Location annotation dataset excerpts:
%%
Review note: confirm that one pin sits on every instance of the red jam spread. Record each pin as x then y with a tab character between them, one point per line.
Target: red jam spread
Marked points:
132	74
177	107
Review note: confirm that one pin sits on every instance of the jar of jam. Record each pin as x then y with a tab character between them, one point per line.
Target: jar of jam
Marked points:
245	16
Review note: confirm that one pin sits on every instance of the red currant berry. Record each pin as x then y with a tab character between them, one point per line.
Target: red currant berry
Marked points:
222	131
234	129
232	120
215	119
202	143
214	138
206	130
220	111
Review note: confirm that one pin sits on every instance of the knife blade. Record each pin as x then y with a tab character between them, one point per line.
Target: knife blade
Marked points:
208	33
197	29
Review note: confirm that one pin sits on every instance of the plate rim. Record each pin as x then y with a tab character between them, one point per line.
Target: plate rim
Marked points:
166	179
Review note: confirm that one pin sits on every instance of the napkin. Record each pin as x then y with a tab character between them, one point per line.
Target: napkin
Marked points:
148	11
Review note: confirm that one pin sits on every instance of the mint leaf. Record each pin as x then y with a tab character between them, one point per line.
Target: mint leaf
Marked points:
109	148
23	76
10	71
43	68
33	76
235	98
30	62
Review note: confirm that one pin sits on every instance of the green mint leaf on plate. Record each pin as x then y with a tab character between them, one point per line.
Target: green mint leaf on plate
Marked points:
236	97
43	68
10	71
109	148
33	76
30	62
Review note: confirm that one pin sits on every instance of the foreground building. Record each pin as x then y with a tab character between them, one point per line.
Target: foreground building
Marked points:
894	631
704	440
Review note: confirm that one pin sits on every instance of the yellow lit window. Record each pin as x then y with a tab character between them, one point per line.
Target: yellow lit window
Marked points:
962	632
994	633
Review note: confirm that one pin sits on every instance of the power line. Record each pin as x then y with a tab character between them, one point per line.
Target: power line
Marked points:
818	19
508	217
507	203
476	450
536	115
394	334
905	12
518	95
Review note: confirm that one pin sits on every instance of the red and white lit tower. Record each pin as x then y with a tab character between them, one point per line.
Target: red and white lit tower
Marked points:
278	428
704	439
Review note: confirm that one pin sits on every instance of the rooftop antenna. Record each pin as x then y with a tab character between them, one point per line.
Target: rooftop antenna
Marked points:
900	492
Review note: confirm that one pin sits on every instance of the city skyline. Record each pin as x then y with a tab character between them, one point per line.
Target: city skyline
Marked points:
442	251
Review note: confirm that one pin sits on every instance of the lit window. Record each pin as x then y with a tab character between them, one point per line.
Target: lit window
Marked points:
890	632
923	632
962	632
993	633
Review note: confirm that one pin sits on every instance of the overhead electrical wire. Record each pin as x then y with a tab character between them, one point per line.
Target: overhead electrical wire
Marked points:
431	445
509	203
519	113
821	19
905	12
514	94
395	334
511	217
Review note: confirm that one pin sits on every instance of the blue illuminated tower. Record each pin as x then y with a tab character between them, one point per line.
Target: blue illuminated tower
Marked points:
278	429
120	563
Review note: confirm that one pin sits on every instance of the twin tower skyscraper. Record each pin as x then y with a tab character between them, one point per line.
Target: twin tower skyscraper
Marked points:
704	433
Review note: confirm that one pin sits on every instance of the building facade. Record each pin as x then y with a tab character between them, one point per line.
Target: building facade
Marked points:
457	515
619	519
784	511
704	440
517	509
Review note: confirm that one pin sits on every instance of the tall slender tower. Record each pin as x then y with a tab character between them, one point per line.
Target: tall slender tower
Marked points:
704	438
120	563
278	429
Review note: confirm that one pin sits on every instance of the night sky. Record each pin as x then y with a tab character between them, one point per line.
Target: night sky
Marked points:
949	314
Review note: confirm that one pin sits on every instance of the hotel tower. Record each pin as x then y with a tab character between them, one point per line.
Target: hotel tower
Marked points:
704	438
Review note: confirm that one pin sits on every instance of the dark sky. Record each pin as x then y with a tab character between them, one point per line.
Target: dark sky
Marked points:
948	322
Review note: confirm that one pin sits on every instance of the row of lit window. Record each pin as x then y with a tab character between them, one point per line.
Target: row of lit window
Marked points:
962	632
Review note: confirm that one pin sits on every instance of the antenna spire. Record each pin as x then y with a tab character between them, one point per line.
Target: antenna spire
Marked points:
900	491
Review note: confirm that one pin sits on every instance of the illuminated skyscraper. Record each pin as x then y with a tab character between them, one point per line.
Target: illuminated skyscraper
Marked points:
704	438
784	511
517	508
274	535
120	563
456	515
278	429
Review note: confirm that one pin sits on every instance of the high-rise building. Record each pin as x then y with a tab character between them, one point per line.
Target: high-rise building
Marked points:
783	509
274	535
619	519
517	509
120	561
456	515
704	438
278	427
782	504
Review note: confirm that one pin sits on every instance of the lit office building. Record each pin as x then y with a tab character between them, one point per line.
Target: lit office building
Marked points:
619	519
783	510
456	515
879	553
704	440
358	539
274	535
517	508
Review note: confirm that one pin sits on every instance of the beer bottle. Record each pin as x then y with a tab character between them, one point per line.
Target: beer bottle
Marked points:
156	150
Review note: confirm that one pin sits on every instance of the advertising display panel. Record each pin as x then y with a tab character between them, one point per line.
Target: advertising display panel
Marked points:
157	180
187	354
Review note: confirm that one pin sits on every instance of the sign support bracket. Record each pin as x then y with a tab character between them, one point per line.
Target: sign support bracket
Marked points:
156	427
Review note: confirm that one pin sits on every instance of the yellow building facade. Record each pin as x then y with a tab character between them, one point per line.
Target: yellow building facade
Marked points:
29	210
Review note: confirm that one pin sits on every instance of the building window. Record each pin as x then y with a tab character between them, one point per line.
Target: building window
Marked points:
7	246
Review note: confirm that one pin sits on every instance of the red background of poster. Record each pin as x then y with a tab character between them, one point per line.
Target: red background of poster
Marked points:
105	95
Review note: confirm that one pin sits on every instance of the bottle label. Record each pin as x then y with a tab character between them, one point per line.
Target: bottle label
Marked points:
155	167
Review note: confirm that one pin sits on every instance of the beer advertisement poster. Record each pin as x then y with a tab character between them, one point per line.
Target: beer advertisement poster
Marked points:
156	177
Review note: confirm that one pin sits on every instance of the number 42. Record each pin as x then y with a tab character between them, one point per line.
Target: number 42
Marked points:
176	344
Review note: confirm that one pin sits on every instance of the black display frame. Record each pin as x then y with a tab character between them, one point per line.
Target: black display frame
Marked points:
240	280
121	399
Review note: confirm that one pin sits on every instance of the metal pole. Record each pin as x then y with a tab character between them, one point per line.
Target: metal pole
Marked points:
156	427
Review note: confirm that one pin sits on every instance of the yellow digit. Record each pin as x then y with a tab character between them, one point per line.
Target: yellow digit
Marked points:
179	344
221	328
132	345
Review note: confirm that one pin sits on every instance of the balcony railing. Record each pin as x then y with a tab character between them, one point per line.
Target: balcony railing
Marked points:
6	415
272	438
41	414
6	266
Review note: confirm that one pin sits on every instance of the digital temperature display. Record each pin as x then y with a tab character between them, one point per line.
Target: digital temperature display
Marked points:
%%
## [WHAT IS NEEDED]
Copy down the material exactly as written.

## [FINISHED EXERCISE]
Review note: confirm that one pin sits on every instance of the red jam spread. Record each pin as x then y with a tab character between them, one point per line.
Target: red jam spread
Marked points:
132	74
177	107
Review note: confirm that one pin sits on every instance of the jar of jam. Record each pin as x then y with a tab character between them, one point per line.
Target: jar of jam
Marked points:
245	16
Review note: confirm that one pin sits on every instance of the red currant berry. Record each pin as x then y with a tab character between them, one point per line.
Target: red currant berry
Marked points:
222	131
234	129
232	120
215	119
202	143
214	138
206	130
220	111
Review note: confirm that one pin sits on every instance of the knife blade. Record each pin as x then y with a tab character between them, one point per line.
Target: knife blade
Marked points:
208	33
197	29
Review note: confirm that one pin sits on every instance of the plate rim. Record each pin as x then y with a tab character between them, one point per line.
Target: plate rim
Marked points:
166	179
Review note: confirm that one pin sits on every instance of the napkin. Record each pin as x then y with a tab character between them, one point per line.
Target: napkin
Marked points:
148	11
Review note: confirm that one pin sits on every instance of the mint leaf. Record each pin as x then y with a tab character between them, one point per line.
Target: mint leaf
Marked points:
109	148
23	76
10	71
43	68
33	76
235	98
30	62
Review note: confirm that one pin sits on every instance of the green mint leaf on plate. Record each pin as x then y with a tab character between them, one point per line.
Target: green mint leaf on plate
Marked points:
236	97
43	68
10	71
109	148
33	76
30	62
Review note: confirm that one pin sits on every instance of the foreground building. Record each pin as x then y with a tab character between them, one point per line.
Target: foreground building
Marked points:
894	631
704	440
Review note: confirm that one pin sits on every instance of the yellow lit window. Record each pin as x then y with a tab character between them, one point per line.
Target: yellow lit window
Marked points:
962	632
994	633
Review note: confirm that one pin sits on every instance of the power line. Record each pin as x then y with a tab character between them, one point per line.
Target: power line
Marked points:
818	19
508	217
507	203
476	450
536	115
394	334
905	12
518	95
Review note: confirm that one pin sits on every instance of the red and white lit tower. Record each pin as x then y with a tab character between them, one point per line.
Target: red and white lit tower
Marked points:
278	428
704	439
Review note: confirm that one pin sits on every instance of the rooftop antenna. Record each pin as x then y with a tab character between them, one point per line.
Target: rooftop antenna
Marked points:
900	492
Review note: confirm that one pin sits on every instance of the city skyline. Record each pin as x then y with a tab character between them, one point per line.
Target: city skyline
Marked points:
442	251
Review note: confirm that one pin sits on every instance of the lit window. Record each pin as x then y with a tab character between them, one point per line.
Target: lit window
Marked points:
890	632
923	632
962	632
993	633
Review note: confirm that one pin sits on every instance of the overhead electrical wire. Record each pin as x then y with a tab character between them, one point per line.
Target: overhead electrical wire
Marked points:
431	445
509	203
519	113
821	19
905	12
514	94
395	334
511	217
Review note: confirm that one pin sits on every instance of the blue illuminated tower. Record each pin as x then y with a tab character between them, one point per line.
Target: blue illuminated tower
Marked points:
278	429
120	563
Review note: confirm that one pin sits on every instance of the twin tower skyscraper. Record each pin as x then y with a tab character between them, one point per line.
Target: twin tower skyscraper
Marked points:
704	433
Review note: confirm that one pin sits on every instance of the building facade. Record each pin as x then y with a tab character between them, one point per line.
Target: building facade
Marked points:
457	515
619	519
784	511
704	440
517	509
Review note: confirm that one pin sits on every instance of the tall slender tower. Record each pin as x then y with a tab character between them, one point per line.
Target: tall slender tower
Marked points:
704	438
120	563
278	429
Review note: confirm that one pin sits on every instance of the night sky. Record each pin as x then y with a tab character between them, one point per line.
Target: night sky
Marked points:
949	314
Review note: confirm that one pin sits on every instance of the hotel tower. Record each pin as x then y with a tab character between them, one point per line.
Target: hotel tower
Marked points:
704	438
Review note: confirm that one pin sits on every instance of the dark sky. Record each pin as x then y with a tab character between them, one point per line.
Target: dark sky
Marked points:
948	322
Review note: confirm that one pin sits on every instance of the row of lit window. Record each pin as x then y with a tab character between them, one point per line.
Target: row of lit window
Marked points:
962	632
Review note: confirm that one pin sits on every instance of the antenna spire. Record each pin as x then y with a tab character between them, one point per line.
Target: antenna spire
Marked points:
900	491
Review note: confirm that one pin sits on every instance of the illuminated skyscraper. Record each pin as x then y with a tab character between them, one point per line.
Target: illuminated skyscraper
Marked points:
704	438
784	511
517	508
274	535
120	563
456	515
278	429
Review note: confirm that one pin sits on every instance of the high-rise building. Record each pin as x then y with a tab character between them, one point per line.
Target: high-rise building
Marked points:
783	509
274	535
619	519
517	509
120	561
456	515
704	438
278	427
782	504
Review note: confirm that one pin sits on every instance of the lit office building. Record each pin as x then y with a tab character between them, one point per line.
Target: lit office building
Marked points:
619	519
783	510
456	515
879	553
704	440
358	539
274	535
517	508
Review note: confirm that one pin sits on every instance of the beer bottle. Record each pin as x then y with a tab character between them, one point per line.
Target: beer bottle
Marked points:
156	150
Review note: confirm that one pin sits on every instance of the advertising display panel. Record each pin as x then y with a tab character between them, one point per line.
Target: advertising display panel
Marked points:
157	180
187	354
Review note: confirm that one pin sits on every instance of the sign support bracket. Record each pin as x then y with a tab character between them, one point per line.
Target: sign support bracket
Marked points:
156	427
Review note: confirm that one pin sits on every instance of the yellow building facade. Record each pin as x then y with a tab character between them, one point per line.
Target: yellow building facade
Marked points:
29	210
Review note: confirm that one pin sits on every instance of the building window. Record each pin as x then y with a tab character between them, one point per line.
Target: building window
Marked points:
7	246
Review note: confirm that one pin sits on every instance of the red background of poster. Record each pin as x then y with a tab character between them, one point per line.
Target: red background of poster
Marked points:
105	95
Review note: confirm that one pin sits on every instance of the bottle label. Record each pin as x then y with a tab character between them, one point per line.
Target: bottle label
Marked points:
155	167
Review note: confirm that one pin sits on every instance of the beer advertisement poster. Record each pin as x then y with a tab character between them, one point per line.
Target: beer advertisement poster
Marked points:
156	177
Review note: confirm that one pin sits on every instance of the number 42. Record each pin as x then y with a tab character between them, one point per line.
Target: number 42
Marked points:
176	344
Review note: confirm that one pin sits on every instance of the black display frame. Record each pin as x then y with a tab character between them, one point per line.
Target: black display frame
Marked points:
240	280
121	399
Review note: confirm that one pin sits on every instance of the metal pole. Record each pin as x then y with a tab character between them, one point per line.
Target: metal pole
Marked points:
156	427
Review note: confirm that one pin sits on every instance of the yellow digit. Record each pin as x then y with a tab character between them, one point per line.
Target: yellow digit
Marked points:
179	344
221	328
132	345
Review note: confirm that one pin sits on every instance of the balcony railing. Record each pin as x then y with a tab character between them, one point per line.
Target: balcony railing
Marked points:
6	415
272	438
41	414
6	266
Review note: confirm that one pin sits on every instance of the digital temperature display. Record each pin as x then y with a tab character between them, one point per line.
Target: digital temperature display
Marked points:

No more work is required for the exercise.